Senior point guard David Kachelries—another player plucked from mid-major obscurity as a freshman at NJIT—runs the show as the Jacks’ floor general and current assist leader (3.8 per game), but also led the Southland and finished seventh nationally in 2-point field goal percentage last season (70.3 percent), a rare position for a non-big man. There’s a lot more personnel that’s gone into SFA starting off 6-2, like All-Southland guard Roti Ware and promising freshman Sadaidriene Hall, but the Jacks have a refined style that needs committed bodies to make it work. Without Kensmil and Kachelries, it would fall apart quickly.


Considering it’s Stephen F. Austin’s offensive identity to bully opponents around, it’s not a surprise that aggression spreads to the defensive side of the ball, as well. In its most bare bones form, the Jacks are trying to get the ball back in their hands as quickly as possible after a loss of possession, going well-below the Division I average in defensive possession length as they clock in at just 15.1 seconds. How and why SFA does that is a more complicated puzzle. 

Turnover creation (17.6 per game, 11th nationally) is high, but so are fouls called against them (19.6, 42nd nationally) as the Jacks are college basketball’s literal example of “all gas, no brakes” with relentless ball pressure. The Jacks are either letting in an easy bucket or rapidly taking it from you, there’s little in between.

- WHAT YOU WILL DO:
1. In the passage on Stephen F. Austin basketball, what was David Kachelries's 2-point field goal percentage last season?
2. From the passage on Stephen F. Austin basketball, set down everything from "Considering it’s Stephen" down to "little in between.".

- EXTRACTED MATERIAL:

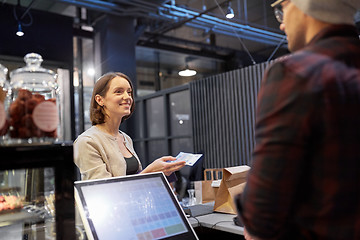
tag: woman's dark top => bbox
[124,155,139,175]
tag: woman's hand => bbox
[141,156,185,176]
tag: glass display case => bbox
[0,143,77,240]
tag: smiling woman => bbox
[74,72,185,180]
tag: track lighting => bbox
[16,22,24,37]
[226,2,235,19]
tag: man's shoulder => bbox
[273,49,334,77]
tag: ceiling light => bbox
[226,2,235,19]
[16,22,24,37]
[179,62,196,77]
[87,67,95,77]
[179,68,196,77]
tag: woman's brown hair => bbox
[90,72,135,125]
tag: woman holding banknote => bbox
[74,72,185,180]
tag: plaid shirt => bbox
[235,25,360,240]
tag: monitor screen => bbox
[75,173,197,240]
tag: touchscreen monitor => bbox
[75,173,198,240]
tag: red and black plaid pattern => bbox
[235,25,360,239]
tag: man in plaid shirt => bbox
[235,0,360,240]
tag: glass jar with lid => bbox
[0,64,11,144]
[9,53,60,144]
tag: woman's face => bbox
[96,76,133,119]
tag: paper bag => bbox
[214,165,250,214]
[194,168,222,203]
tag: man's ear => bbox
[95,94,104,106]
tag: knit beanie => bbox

--

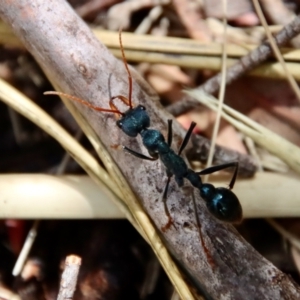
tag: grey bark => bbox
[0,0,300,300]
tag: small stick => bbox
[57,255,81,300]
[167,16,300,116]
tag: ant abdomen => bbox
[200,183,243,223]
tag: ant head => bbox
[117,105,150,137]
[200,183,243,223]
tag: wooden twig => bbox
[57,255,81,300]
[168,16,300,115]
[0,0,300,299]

- PROBLEM SOLUTIONS:
1. 70.3 percent

2.
Considering it’s Stephen F. Austin’s offensive identity to bully opponents around, it’s not a surprise that aggression spreads to the defensive side of the ball, as well. In its most bare bones form, the Jacks are trying to get the ball back in their hands as quickly as possible after a loss of possession, going well-below the Division I average in defensive possession length as they clock in at just 15.1 seconds. How and why SFA does that is a more complicated puzzle. 

Turnover creation (17.6 per game, 11th nationally) is high, but so are fouls called against them (19.6, 42nd nationally) as the Jacks are college basketball’s literal example of “all gas, no brakes” with relentless ball pressure. The Jacks are either letting in an easy bucket or rapidly taking it from you, there’s little in between.